**Compito da svolgere**: Prosegui il diario sul quattro maggio e sul rientro al lavoro, riprendendo subito dopo la sua ultima frase.

**Brano di lettura**:
Quattro maggio, inizia la cosiddetta fase due. Oggi è anche il mio ultimo giorno di lavoro e come in molti altri luoghi di lavoro si è deciso di farci rientrare in sede. Domani però io non sarò più impiegata e mi sembra anche una presa in giro della sorte doverci andare oggi. Esco non contentissima, avrei preferito rimanere a casa come nei giorni scorsi. Il viaggio sui mezzi pubblici (metro A e C) non va male, anzi, è tranquillo e abbastanza rapido, nonostante lo scambio a San Giovanni sia ora più complicato di prima (oltre a dover vidimare due volte il biglietto, come prima, si deve uscire e rientrare da ingressi diversi della stazione, uscendone). A lavoro tutto bene, atmosfera rilassata. Peccato poi il rientro.

Voci dei dati
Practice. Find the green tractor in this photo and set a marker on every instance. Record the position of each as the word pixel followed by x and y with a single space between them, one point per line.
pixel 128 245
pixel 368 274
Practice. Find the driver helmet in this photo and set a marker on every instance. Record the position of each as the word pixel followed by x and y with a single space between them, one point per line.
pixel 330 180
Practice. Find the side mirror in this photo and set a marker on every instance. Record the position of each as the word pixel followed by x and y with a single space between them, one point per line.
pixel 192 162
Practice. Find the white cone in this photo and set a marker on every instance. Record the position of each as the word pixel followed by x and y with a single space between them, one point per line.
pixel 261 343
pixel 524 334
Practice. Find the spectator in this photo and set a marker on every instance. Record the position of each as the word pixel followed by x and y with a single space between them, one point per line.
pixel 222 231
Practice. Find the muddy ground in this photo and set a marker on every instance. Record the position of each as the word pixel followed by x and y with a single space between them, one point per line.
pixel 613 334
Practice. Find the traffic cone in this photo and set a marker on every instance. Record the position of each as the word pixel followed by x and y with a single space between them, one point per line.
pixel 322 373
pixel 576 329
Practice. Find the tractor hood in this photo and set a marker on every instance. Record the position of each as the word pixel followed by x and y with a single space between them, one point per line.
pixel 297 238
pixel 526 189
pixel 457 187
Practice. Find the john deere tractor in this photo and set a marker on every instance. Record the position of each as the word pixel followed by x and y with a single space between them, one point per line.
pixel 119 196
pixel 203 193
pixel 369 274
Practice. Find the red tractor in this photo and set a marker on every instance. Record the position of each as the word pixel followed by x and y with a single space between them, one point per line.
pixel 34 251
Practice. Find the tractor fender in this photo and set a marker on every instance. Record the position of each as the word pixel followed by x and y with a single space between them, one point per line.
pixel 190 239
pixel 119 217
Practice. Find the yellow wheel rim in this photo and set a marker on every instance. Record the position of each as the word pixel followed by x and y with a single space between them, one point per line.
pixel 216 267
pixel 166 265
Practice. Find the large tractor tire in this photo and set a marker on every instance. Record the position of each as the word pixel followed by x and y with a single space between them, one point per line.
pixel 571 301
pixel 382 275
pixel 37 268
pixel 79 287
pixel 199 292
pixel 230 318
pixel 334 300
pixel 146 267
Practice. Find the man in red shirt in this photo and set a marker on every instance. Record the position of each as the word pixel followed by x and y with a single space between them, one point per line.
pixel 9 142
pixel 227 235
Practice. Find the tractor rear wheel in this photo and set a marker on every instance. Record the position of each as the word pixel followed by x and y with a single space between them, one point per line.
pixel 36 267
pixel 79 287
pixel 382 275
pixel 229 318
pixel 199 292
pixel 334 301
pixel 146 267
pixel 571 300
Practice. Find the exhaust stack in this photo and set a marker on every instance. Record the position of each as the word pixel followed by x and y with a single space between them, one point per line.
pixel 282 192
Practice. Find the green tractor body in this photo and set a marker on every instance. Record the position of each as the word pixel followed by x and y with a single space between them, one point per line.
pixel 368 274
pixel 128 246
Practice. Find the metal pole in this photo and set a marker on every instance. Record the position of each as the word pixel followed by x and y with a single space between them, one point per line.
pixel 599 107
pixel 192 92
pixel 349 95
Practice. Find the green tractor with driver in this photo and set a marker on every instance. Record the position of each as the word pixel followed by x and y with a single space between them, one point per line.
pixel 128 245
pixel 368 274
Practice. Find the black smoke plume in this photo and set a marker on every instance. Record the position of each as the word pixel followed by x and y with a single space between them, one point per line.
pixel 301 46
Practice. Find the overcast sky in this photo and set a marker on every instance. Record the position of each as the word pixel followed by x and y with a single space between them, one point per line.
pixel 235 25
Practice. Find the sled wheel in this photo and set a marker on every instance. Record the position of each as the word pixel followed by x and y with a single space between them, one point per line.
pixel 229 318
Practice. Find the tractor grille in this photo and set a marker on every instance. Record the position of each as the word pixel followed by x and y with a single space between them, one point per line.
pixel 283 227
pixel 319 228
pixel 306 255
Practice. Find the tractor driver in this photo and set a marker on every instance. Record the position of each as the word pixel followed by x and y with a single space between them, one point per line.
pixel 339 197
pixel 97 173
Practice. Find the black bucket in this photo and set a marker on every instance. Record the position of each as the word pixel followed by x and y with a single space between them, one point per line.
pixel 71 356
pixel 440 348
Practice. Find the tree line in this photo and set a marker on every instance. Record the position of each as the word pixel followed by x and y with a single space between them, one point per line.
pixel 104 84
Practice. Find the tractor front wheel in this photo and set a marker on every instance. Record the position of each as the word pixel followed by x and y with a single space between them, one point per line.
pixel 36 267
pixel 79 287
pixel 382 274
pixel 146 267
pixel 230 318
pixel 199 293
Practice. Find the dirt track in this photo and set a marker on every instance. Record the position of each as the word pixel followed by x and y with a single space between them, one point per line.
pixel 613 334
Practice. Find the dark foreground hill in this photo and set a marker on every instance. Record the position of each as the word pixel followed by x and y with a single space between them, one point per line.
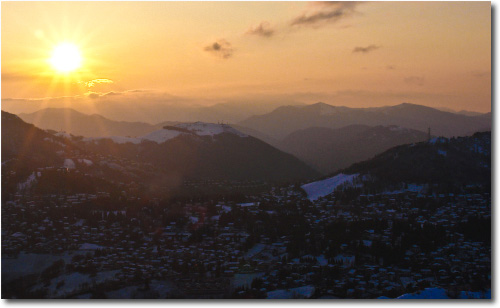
pixel 204 151
pixel 455 161
pixel 329 150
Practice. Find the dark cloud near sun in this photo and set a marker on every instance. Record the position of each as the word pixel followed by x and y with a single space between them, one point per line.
pixel 415 80
pixel 221 48
pixel 326 12
pixel 366 49
pixel 264 29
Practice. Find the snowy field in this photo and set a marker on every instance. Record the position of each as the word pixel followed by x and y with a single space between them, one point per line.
pixel 323 188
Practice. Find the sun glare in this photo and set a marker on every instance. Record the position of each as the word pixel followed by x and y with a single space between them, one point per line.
pixel 66 58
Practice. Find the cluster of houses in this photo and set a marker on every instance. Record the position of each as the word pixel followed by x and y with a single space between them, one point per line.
pixel 206 253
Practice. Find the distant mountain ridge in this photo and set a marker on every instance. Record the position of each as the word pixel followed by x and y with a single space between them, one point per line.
pixel 80 124
pixel 285 120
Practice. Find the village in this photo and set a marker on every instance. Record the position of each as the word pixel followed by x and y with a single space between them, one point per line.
pixel 273 245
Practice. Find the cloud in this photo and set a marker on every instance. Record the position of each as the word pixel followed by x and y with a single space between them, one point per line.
pixel 327 12
pixel 481 74
pixel 91 83
pixel 263 29
pixel 366 49
pixel 221 48
pixel 415 80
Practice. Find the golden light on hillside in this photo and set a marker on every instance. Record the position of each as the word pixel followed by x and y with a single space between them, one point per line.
pixel 66 58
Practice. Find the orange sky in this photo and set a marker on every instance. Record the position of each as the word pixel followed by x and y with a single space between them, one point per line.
pixel 353 54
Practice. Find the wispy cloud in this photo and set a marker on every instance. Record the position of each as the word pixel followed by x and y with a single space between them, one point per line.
pixel 326 12
pixel 263 29
pixel 221 48
pixel 366 49
pixel 91 83
pixel 415 80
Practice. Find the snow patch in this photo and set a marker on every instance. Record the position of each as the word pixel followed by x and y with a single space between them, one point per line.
pixel 88 246
pixel 161 136
pixel 69 164
pixel 28 183
pixel 318 189
pixel 86 162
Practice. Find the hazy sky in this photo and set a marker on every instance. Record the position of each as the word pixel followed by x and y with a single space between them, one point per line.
pixel 353 54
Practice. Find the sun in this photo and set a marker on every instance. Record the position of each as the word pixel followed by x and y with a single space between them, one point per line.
pixel 66 58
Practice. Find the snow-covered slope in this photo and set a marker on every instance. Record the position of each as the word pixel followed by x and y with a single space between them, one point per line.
pixel 167 133
pixel 322 188
pixel 161 135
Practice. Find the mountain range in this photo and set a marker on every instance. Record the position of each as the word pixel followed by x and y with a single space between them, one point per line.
pixel 288 119
pixel 164 158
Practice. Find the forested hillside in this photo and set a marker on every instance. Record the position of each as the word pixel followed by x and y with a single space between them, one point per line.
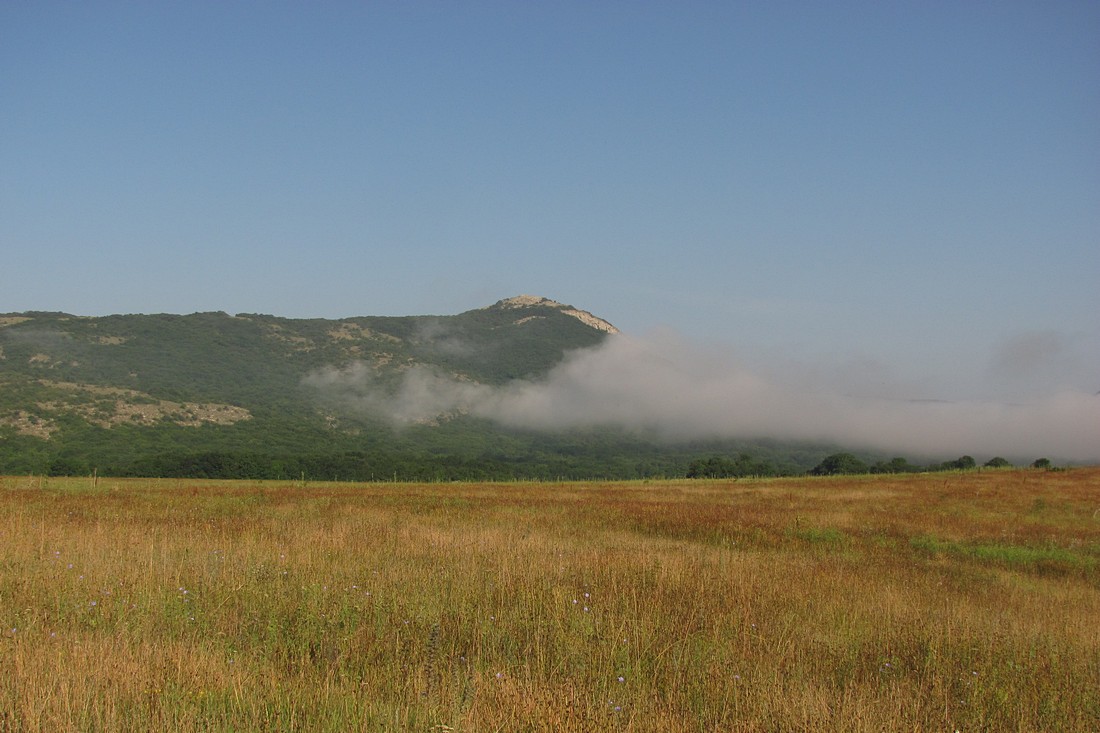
pixel 261 396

**Risultato**:
Il rientro è il caos. Tutto normale fino a San Giovanni, quando all’ingresso della metro C la folla si accalca. L’azienda di trasporti locale, altrimenti conosciuta come Atac, già nota per la grande cura nel gestire il servizio pubblico della capitale italiana, non ha previsto un aumento delle corse (sulla metro C al massimo ogni 9 minuti), nonostante al momento sia possibile l’ingresso della metà delle persone rispetto alla capienza dei vagoni.
La metro C serve una delle zone più popolose di Roma. Questo provoca un tanto temuto assembramento. Le persone arrivano dalla linea A, che ha una frequenza normale, diciamo di una corsa ogni cinque minuti al massimo. Nonostante queste si avvicendino a piccoli gruppi, diventano sempre di più. Il personale addetto al blocco si scusa, parla di massimi sistemi e di rispetto tra le persone che ci salverà, la gente aumenta, c’è chi fa finta di non vedere l’informe agglomerato umano che si va addensando e prova a scendere le scale.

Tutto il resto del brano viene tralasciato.